(Source data)
• • •
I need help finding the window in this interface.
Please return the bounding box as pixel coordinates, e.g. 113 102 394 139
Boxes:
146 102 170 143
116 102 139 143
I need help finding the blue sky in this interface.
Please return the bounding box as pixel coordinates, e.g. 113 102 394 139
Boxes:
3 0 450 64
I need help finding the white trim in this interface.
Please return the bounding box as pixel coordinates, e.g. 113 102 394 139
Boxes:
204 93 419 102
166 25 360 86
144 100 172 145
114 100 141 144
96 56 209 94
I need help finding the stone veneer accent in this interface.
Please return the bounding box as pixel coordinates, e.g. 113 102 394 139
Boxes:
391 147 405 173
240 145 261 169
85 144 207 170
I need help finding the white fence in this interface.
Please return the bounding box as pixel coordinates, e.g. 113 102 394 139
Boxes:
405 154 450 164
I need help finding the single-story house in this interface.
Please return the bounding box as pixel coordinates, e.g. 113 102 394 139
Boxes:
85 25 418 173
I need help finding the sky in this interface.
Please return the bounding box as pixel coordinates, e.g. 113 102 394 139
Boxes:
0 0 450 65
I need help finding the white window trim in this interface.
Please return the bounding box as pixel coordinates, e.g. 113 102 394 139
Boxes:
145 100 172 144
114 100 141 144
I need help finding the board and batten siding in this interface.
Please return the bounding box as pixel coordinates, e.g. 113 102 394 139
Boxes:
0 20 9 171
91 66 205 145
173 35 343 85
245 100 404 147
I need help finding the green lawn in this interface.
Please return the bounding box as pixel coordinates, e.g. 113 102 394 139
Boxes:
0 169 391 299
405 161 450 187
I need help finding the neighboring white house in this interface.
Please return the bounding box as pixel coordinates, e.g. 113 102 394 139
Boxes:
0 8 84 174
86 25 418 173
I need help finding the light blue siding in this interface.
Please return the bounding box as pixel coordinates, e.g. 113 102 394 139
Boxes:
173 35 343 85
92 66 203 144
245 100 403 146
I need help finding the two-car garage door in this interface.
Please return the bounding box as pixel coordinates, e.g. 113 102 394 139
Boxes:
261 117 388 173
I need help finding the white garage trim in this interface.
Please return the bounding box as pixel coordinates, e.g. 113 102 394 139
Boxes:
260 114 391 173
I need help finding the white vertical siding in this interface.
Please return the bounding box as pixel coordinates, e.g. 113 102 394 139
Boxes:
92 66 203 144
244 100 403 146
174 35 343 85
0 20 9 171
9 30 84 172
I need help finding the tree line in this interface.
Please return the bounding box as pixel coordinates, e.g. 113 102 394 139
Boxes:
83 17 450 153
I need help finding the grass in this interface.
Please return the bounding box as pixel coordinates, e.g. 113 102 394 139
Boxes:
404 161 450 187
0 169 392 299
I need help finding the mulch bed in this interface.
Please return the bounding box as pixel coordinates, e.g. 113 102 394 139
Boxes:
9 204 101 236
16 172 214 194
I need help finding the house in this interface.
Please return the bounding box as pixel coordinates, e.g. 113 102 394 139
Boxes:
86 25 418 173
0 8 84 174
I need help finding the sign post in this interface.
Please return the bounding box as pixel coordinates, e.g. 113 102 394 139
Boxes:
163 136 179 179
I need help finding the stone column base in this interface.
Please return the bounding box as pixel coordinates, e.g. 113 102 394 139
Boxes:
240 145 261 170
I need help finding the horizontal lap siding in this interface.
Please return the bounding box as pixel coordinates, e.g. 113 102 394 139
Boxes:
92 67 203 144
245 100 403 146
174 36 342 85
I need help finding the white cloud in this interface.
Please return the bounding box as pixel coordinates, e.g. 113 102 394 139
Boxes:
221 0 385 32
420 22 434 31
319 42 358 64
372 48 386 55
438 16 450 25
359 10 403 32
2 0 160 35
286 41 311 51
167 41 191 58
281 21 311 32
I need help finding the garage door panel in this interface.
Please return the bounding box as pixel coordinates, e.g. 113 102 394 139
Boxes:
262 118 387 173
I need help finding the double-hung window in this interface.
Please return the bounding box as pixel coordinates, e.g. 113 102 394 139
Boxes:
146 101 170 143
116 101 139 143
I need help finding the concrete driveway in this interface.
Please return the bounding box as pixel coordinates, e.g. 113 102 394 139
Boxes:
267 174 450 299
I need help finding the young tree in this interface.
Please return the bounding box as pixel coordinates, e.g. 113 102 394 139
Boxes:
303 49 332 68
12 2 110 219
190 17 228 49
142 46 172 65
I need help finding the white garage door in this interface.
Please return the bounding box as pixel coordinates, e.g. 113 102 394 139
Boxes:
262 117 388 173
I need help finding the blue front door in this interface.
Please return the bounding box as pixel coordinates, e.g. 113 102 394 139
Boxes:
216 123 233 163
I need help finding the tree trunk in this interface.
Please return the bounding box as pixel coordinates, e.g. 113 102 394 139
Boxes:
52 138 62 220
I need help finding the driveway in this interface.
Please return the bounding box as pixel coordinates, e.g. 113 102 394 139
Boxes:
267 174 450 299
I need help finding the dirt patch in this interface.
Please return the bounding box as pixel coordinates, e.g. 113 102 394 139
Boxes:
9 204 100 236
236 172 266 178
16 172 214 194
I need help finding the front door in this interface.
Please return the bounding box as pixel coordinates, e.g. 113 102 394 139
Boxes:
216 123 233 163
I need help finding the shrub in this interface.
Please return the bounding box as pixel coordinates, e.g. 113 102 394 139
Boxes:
• • •
**WHAT YOU ARE ASKED TO DO**
Could you write out all the records above again, replacing "pixel coordinates" with "integer coordinates" wherever it occurs and leaving everything else unchanged?

**FINAL ANSWER**
I need help finding the window in this interface.
Please return the bounding box as integer coordinates, e.g. 113 102 394 139
Boxes:
146 102 170 143
116 102 139 143
I need help finding the blue sky in this interface.
Please return the bounding box as integer coordinates, e.g. 113 102 394 139
Boxes:
3 0 450 64
I need help finding the white trim in this interface.
Please return the bounding box as integer coordinates, e.g. 113 102 394 139
Boxes:
204 93 419 102
166 25 360 86
144 100 172 145
114 100 141 144
96 56 209 94
I need help finding the stone veneer accent in this interface.
Please return the bounding box as integer coordinates, e.g. 113 102 394 139
Boxes:
391 147 405 173
240 145 261 169
85 144 207 170
I need help finding the white fence in this interface.
Please return the bounding box as integer coordinates, e.g. 113 102 394 139
Boxes:
405 154 450 164
I need help finding the single-story house in this interface.
Please return the bounding box as integer coordinates, e.g. 113 102 394 139
Boxes:
85 25 418 173
I need help finding the sky in this interface.
Please return the bounding box as integer coordinates, e.g. 113 102 394 139
Boxes:
0 0 450 65
I need help finding the white window trim in this interface.
Please return the bounding box as integer coordinates, e.g. 113 102 394 139
Boxes:
145 100 172 144
114 100 141 144
I need help finding the board and batten siding in this interface.
Please return the bounding box as integer coordinates, e.g. 113 102 394 139
Boxes:
0 20 9 171
91 66 205 145
173 35 343 85
245 100 404 147
I need help finding the green lawn in this interface.
Please return the bounding box as integer coordinates, e.g. 113 102 394 139
Boxes:
0 169 391 299
405 161 450 187
I need help finding the neighboring white house in this interface.
Please return the bounding box as integer coordinates, e.g. 113 102 394 139
Boxes:
0 8 84 174
86 25 418 173
I need help finding the light blue siding in this interface.
Please return the bounding box as integer coordinates, e.g. 113 102 394 139
Boxes:
173 35 343 85
92 66 203 144
245 100 403 146
I need help finding the two-car garage door in this interface.
Please return the bounding box as integer coordinates, e.g. 113 102 394 139
Boxes:
261 117 388 173
I need help finding the white garage trim in this interface.
Please return the bounding box as integer coordinates, e.g. 113 102 394 139
Boxes:
260 114 391 173
I need help finding the white vertical siding in this interface.
Please return the bounding box as integer coordinates, e.g. 113 102 394 139
Boxes:
92 66 203 144
244 100 403 146
174 35 343 85
0 20 9 171
9 30 84 172
I need help finding the tree line in this interface.
Please return the bounding box as integer coordinates, e.g. 113 102 394 139
Boxes:
83 17 450 153
I need help finding the grass in this interface.
Please return the bounding box as integer coordinates, e.g. 113 102 394 139
Boxes:
404 161 450 187
0 169 392 299
I need help finding the mulch bed in this interface.
Please return the bounding box as integer coordinates, e.g. 113 102 394 139
Boxes:
9 204 101 236
16 172 214 194
I need help finding the house in this interface.
Please return the bounding box as integer coordinates, e.g. 113 102 394 139
Boxes:
86 25 418 173
0 8 84 174
I need help finding the sign post in this interface.
Please return the bounding box as integer coordinates, e.g. 113 102 394 139
Boxes:
163 136 179 179
I need help finding the stone column base in this interface.
Please return the bounding box as integer coordinates, e.g. 113 102 394 139
Boxes:
240 145 261 170
I need help finding the horizontal lap siding in this interface.
Please return the bounding box as integer coordinates, e.g. 113 102 394 139
Boxes:
92 67 203 144
245 100 403 146
174 36 342 85
I need help finding the white cloud in this interface.
Please return the bounding box as integer coordinates, e.g. 113 102 394 139
Boxes:
221 0 385 32
420 22 434 31
319 42 358 64
372 48 386 55
438 16 450 25
359 10 403 32
2 0 160 35
286 41 311 51
167 41 191 58
281 21 311 32
I need help finding the garage door panel in this interface.
Please return the bounding box as integer coordinates, e.g. 113 102 394 139
Boxes:
262 118 387 173
I need help finding the double-hung window in this interface.
Please return the bounding box as integer coordinates, e.g. 113 102 394 139
Boxes:
146 101 170 143
116 101 139 143
I need help finding the concrete driveway in this interface.
Please return the bounding box as integer coordinates, e.g. 113 102 394 139
Boxes:
267 174 450 299
I need help finding the young tree in this interface.
Please return the bounding box as integer coordinates, e.g. 113 102 394 139
Boxes:
303 49 332 68
12 2 110 219
190 17 228 49
142 46 172 65
I need help finding the white garage door in this interface.
Please return the bounding box as integer coordinates, e.g. 113 102 394 139
Boxes:
262 117 388 173
I need help finding the blue front door in this interface.
Please return the bounding box as integer coordinates, e.g. 113 102 394 139
Boxes:
216 123 233 163
I need help finding the tree trunk in this interface.
Please return the bounding box as integer coordinates, e.g. 113 102 394 139
Boxes:
52 138 62 220
I need help finding the driveway in this interface.
Please return the bounding box as integer coordinates, e.g. 113 102 394 139
Boxes:
267 174 450 299
I need help finding the dirt patch in this interface.
Please return the bounding box as integer coordinates, e.g. 113 102 394 139
Boxes:
9 204 100 236
236 172 266 178
16 172 214 194
I need help finding the front door in this interface.
Please return the bounding box as integer coordinates, e.g. 113 102 394 139
Boxes:
216 123 233 163
I need help finding the shrub in this interface.
Please return the bounding box as integer coordinates, e.g. 113 102 394 139
Boxes:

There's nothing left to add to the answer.